Transcribe the passage in the Sarah Elizabeth Lewis profile below, from "Sarah Elizabeth Lewis" up to and including "through the present.", word for word.

_Supplied text_
>>>
Sarah Elizabeth Lewis is an associate professor of History of Art and Architecture and African and African-American studies at Harvard University. Her research focuses on the intersection of African American and Black Atlantic visual representation, racial justice, and representational democracy in the United States from the nineteenth century through the present.

Education
Lewis attended the Brearley School from kindergarten to high school. She later received her bachelor's degree from Harvard University, an MPhil from Oxford University after she was awarded the Marshall Scholarship, an M.A. from Courtauld Institute of Art, and her Ph.D. from Yale University. Her work has been supported by the Ford Foundation, the Beinecke Rare Book & Manuscript Library, the Hutchins Center for African and African American Research at Harvard University, the Gilder Lehrman Center for the Study of Slavery, Resistance & Abolition, and the Cullman Center for Scholars and Writers at the New York Public Library.
<<<
_Data shown_
>>>
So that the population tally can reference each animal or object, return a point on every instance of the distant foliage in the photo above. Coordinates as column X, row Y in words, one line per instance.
<<<
_Solution for this problem_
Sarah Elizabeth Lewis is an associate professor of History of Art and Architecture and African and African-American studies at Harvard University. Her research focuses on the intersection of African American and Black Atlantic visual representation, racial justice, and representational democracy in the United States from the nineteenth century through the present.